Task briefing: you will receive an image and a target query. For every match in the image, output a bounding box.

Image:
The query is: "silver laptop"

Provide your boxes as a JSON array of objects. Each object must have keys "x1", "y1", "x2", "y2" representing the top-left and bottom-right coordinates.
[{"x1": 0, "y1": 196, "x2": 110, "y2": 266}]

The task =>
Which lines of the records contain "query"? Show each of them.

Response for this exercise =>
Task briefing: you will receive an image and a target query. For every match in the image, output a bounding box.
The query is: "silver laptop"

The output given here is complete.